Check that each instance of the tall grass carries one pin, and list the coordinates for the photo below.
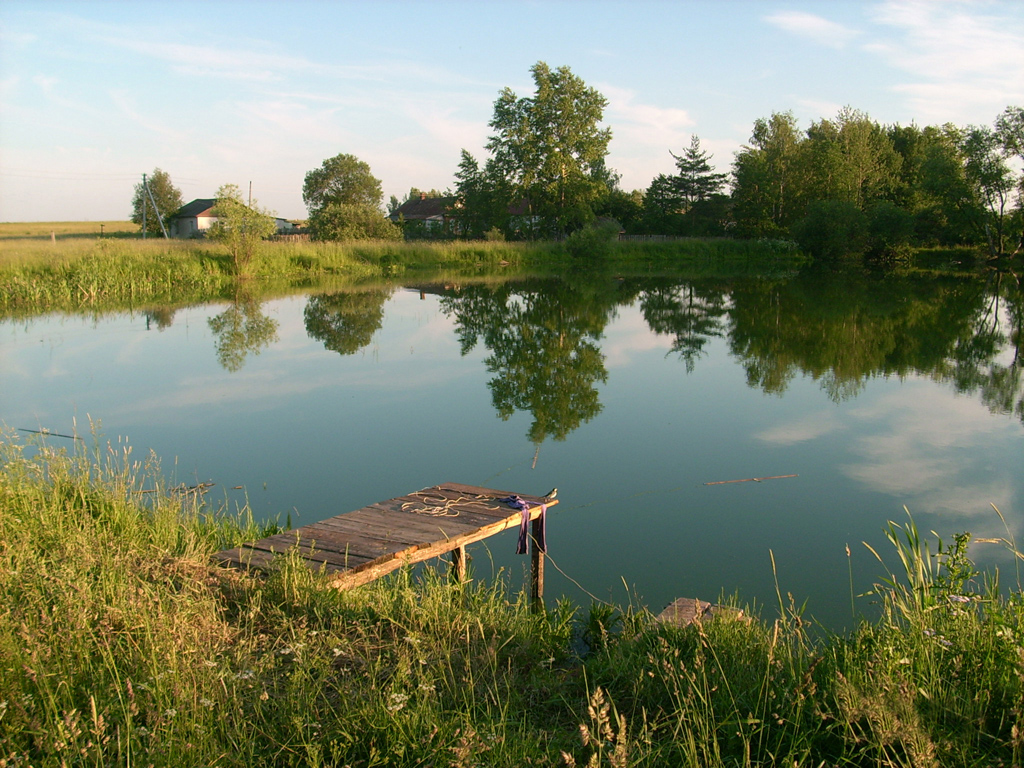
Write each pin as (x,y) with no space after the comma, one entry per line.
(121,644)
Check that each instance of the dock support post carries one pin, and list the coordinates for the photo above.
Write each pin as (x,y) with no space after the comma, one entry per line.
(459,564)
(537,567)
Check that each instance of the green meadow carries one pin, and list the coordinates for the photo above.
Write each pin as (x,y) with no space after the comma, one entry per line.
(78,270)
(122,644)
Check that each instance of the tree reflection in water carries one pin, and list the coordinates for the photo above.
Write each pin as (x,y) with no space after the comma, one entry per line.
(544,351)
(345,322)
(242,330)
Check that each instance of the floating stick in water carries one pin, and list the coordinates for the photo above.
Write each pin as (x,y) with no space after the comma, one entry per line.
(750,479)
(49,433)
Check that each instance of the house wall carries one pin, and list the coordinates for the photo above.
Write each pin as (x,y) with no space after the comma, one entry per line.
(192,226)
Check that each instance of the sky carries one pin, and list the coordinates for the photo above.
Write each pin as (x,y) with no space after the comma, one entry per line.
(94,94)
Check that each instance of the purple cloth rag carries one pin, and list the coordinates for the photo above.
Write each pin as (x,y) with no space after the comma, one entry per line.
(517,502)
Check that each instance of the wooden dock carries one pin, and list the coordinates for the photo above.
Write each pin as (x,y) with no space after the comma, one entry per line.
(359,547)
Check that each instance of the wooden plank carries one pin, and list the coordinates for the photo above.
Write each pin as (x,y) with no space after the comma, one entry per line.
(687,610)
(414,532)
(308,552)
(537,565)
(360,546)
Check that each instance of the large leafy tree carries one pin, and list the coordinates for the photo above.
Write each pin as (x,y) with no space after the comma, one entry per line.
(766,177)
(240,226)
(165,195)
(344,179)
(850,159)
(550,148)
(992,181)
(344,202)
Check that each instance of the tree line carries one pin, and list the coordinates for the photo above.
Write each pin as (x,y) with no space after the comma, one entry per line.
(846,184)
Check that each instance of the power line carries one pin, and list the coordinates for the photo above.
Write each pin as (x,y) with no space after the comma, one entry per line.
(80,176)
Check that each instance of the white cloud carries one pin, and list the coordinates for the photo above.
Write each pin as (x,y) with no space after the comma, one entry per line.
(961,61)
(812,27)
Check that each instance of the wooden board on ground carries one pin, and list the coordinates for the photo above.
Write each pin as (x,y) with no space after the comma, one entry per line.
(361,546)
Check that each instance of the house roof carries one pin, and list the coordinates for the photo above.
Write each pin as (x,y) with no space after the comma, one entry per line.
(422,208)
(197,208)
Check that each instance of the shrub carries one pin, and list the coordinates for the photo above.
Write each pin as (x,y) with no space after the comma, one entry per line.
(832,228)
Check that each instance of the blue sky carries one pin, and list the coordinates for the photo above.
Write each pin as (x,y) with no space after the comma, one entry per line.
(93,94)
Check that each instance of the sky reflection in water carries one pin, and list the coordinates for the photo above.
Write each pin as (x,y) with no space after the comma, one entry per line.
(313,431)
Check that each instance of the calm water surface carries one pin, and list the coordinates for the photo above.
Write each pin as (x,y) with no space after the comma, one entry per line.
(630,395)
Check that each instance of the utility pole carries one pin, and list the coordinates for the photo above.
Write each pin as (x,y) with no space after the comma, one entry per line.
(144,187)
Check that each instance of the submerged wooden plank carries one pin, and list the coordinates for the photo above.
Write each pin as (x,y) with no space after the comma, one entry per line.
(686,610)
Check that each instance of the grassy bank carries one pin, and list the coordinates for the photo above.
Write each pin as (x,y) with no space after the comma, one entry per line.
(120,644)
(77,270)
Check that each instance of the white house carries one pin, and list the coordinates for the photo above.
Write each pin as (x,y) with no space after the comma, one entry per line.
(193,219)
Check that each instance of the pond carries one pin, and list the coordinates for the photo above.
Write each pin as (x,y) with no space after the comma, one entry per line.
(857,393)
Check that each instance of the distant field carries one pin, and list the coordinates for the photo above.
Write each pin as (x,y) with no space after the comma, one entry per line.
(65,229)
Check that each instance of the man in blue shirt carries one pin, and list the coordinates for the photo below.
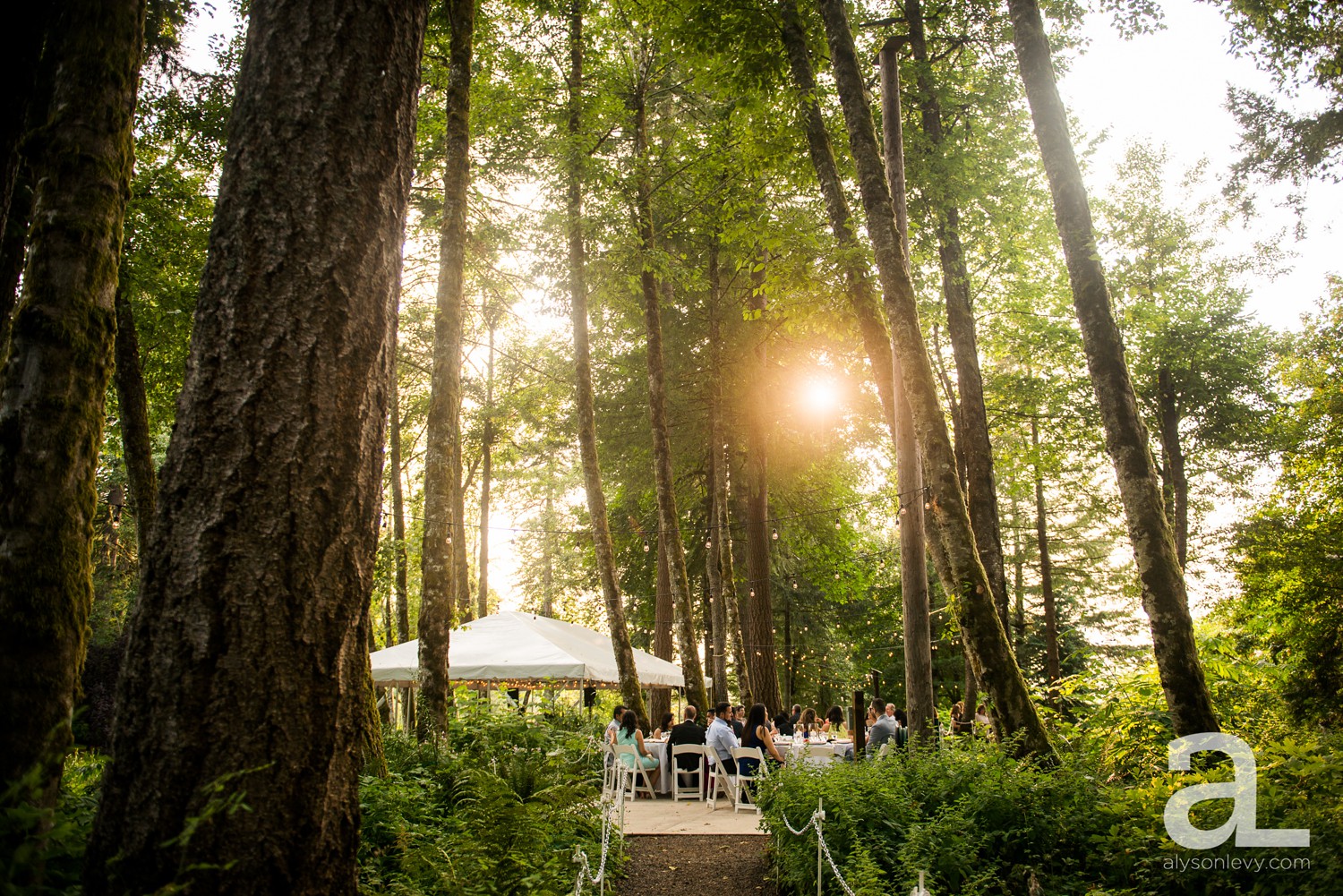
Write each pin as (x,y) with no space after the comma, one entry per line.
(722,738)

Task directions:
Starting with the line that contains "Check that each instance of the man" and going on through the end of the records, rewrite every line with the requests included, rescaling each pin coordinate in the answers by 0.25 and rounding to whole numbers with halves rounded up. Leave the pictures out of your answer.

The result:
Check that each instance of the man in blue shirt carries one pin, and list the coordinates for the photo below.
Write each pin as (x,y) with no space after the comma, one entry per line.
(181,185)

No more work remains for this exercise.